* **Problem to solve**: Produce a perfect copy of the listing, matching each line.

*** Opening of Entries provided ***

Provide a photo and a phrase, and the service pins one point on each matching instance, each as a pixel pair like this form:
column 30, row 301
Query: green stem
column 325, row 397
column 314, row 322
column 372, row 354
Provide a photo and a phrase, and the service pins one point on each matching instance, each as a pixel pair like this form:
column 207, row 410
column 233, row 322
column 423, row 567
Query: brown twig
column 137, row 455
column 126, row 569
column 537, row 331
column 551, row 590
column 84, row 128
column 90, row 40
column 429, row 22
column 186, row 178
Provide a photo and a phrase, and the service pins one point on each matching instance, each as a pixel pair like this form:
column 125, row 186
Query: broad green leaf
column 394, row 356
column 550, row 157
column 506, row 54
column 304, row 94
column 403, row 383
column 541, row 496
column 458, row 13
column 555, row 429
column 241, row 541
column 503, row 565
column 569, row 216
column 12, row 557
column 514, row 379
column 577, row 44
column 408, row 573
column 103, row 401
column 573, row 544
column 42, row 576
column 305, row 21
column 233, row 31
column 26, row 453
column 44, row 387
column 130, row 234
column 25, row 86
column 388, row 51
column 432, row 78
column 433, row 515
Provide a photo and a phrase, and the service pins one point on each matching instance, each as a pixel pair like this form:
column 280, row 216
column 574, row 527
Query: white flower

*** Close of Entries provided ***

* **Solution**:
Provide a photo and a phrase, and the service pins one point on each matching instance, each as a pixel pair like this form:
column 30, row 301
Query: green stem
column 325, row 397
column 314, row 322
column 372, row 354
Provide a photo and a phrase, and the service pins one point on each matching instance, each as a pixel pair like this form:
column 207, row 410
column 233, row 322
column 423, row 567
Query: brown twig
column 137, row 455
column 126, row 569
column 537, row 331
column 551, row 590
column 84, row 128
column 90, row 40
column 429, row 22
column 186, row 178
Provide a photo and a phrase, and the service pins one point on each matching instance, each as a pixel pair like this form:
column 125, row 186
Query: broad green leaf
column 394, row 356
column 550, row 157
column 506, row 54
column 304, row 94
column 403, row 383
column 541, row 496
column 458, row 13
column 555, row 429
column 241, row 541
column 503, row 565
column 569, row 216
column 12, row 557
column 514, row 379
column 577, row 44
column 408, row 573
column 103, row 401
column 573, row 544
column 42, row 576
column 305, row 21
column 233, row 31
column 26, row 453
column 44, row 387
column 130, row 234
column 25, row 86
column 388, row 51
column 432, row 78
column 433, row 515
Provide a photo and a phrase, and the service pins one point on each matching instance, each as a pixel pair like this form:
column 280, row 216
column 574, row 527
Query: white flower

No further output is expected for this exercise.